▸ TEXTO DA PÁGINA:
====
O pedido de constituição do Tribunal Arbitral foi aceite pelo Ex.mo Presidente do CAAD em 31.08.2015 e automaticamente notificado à AT.

 

Em conformidade com o preceituado na alínea c) do n.º 1 do artigo 11.º do RJAT, o Tribunal Arbitral singular foi constituído em 28.10.2015.

 

 

A AT respondeu, defendendo a improcedência do pedido, pugnando pela manutenção do acto de liquidação por consubstanciar correcta interpretação da verba 28 da Tabela Geral do Imposto do Selo.

 

Foi dispensada a reunião a que se refere o artigo 18.º do RJAT e a realização de alegações finais, em face do teor da matéria contida nos autos.

 

O Tribunal Arbitral foi regularmente constituído.

 

As partes gozam de personalidade e capacidade judiciárias, são legítimas (artigos 4.º e 10.º, n.º 2, do mesmo diploma e artigo 1.º da Portaria n.º 112-A/2011, de 22 de Março) e estão devidamente representadas.

 

Não ocorrem quaisquer nulidades, excepções ou questões prévias que obstem ao conhecimento imediato do mérito da causa.

 

II.                MATÉRIA DE FACTO

 

Com base nos elementos que constam do processo junto aos autos, consideram-se provados os seguintes factos:

 

A.    A Requerente é uma sociedade comercial que, no âmbito da sua atividade, se dedica à promoção e construção imobiliária de alta qualidade;

 

B.     Em Março de 2015, a Requerente foi notificada do acto de liquidação de Imposto do Selo (IS) materializado nos documentos de cobrança n.os  2015... e 2015 ..., datados de 20 de Março de 2015, referente ao ano de 2014, sobre a propriedade de terrenos para a construção sitos na União das freguesias de ... (... e...), Concelho de Tavira, inscritos na matriz predial urbana sob os artigos U-... e U-..., respetivamente, no valor total de € 26.021,90;

 

C.    A liquidação de IS foi emitida com base no disposto na verba 28.1 da TGIS;

 

D.    Os imóveis objeto das liquidações constituem talhões de terreno para construção;

 

E.     A Requerente procedeu ao pagamento voluntário das primeiras prestações das liquidações sub judice.

 

Com relevo para a decisão, não existem factos que devam considerar-se como não provados.
====
▸ REGISTOS APRESENTADOS:
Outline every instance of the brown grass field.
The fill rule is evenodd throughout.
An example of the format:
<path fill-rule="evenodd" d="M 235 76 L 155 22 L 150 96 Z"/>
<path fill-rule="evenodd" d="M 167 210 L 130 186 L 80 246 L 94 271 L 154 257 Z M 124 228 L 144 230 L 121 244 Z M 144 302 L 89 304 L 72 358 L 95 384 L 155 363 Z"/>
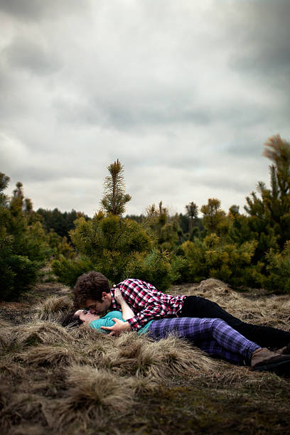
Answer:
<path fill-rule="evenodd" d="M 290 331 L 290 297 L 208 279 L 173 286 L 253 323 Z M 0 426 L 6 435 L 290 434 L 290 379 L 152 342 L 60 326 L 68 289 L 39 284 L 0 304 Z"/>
====
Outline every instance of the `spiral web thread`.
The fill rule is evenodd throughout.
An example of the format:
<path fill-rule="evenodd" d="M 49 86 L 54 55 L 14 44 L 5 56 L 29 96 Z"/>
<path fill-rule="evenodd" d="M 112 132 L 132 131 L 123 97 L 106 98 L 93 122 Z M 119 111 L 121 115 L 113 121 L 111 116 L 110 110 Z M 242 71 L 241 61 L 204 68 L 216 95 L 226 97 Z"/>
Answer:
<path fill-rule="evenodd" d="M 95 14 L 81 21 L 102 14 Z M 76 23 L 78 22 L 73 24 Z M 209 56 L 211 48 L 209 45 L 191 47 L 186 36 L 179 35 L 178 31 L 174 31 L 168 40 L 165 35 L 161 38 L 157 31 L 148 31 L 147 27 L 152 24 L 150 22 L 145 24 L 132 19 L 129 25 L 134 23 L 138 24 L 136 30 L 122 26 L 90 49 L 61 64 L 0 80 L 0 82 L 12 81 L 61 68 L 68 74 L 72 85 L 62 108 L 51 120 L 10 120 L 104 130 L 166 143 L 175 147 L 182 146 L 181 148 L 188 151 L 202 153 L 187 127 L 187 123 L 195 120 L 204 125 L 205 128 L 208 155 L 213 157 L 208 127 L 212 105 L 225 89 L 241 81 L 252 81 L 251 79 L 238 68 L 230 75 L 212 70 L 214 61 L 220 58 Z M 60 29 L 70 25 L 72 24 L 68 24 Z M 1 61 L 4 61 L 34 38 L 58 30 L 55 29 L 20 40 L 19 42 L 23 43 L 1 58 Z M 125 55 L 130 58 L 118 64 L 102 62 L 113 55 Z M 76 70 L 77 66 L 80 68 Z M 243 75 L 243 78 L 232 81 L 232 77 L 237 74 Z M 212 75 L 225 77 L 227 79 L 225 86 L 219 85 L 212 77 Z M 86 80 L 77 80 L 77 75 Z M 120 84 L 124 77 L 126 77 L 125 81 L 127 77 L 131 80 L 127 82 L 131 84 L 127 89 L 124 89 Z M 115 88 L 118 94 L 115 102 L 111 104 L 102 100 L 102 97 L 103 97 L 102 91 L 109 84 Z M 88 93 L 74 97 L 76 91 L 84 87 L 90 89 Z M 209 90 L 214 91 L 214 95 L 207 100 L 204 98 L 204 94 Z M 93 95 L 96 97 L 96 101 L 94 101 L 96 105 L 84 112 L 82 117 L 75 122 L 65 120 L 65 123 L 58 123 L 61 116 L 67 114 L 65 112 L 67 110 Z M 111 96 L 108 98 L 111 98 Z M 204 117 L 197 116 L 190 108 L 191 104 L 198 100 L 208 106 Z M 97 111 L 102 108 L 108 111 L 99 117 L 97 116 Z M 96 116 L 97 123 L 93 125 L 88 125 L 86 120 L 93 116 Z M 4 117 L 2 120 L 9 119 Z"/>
====
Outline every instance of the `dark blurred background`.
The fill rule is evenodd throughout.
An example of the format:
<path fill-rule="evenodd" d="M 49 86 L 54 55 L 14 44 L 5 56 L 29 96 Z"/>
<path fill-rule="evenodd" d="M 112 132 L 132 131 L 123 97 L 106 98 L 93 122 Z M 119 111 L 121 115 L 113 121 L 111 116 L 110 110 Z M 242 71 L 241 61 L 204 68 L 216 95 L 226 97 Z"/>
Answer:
====
▸ TAREFAS A REALIZAR:
(a) Segundo o texto da página, por que motivo foram dispensadas a reunião do artigo 18.º do RJAT e as alegações finais?
(b) De acordo com o texto da página, em que data foi constituído o Tribunal Arbitral singular?
(c) Reescreva em forma de lista o parágrafo do texto da página que começa por «Em Março de 2015, a Requerente foi notificada», mantendo os factos principais.

▸ RESOLUÇÃO DAS TAREFAS:
(a) Foram dispensadas em face do teor da matéria contida nos autos.

(b) Em 28.10.2015.

(c)
- Notificação: em Março de 2015, a Requerente foi notificada do acto de liquidação de Imposto do Selo (IS).
- Documentos: dois documentos de cobrança, datados de 20 de Março de 2015.
- Ano a que respeita: 2014.
- Objeto: propriedade de terrenos para construção no Concelho de Tavira, inscritos na matriz predial urbana.
- Valor total: € 26.021,90.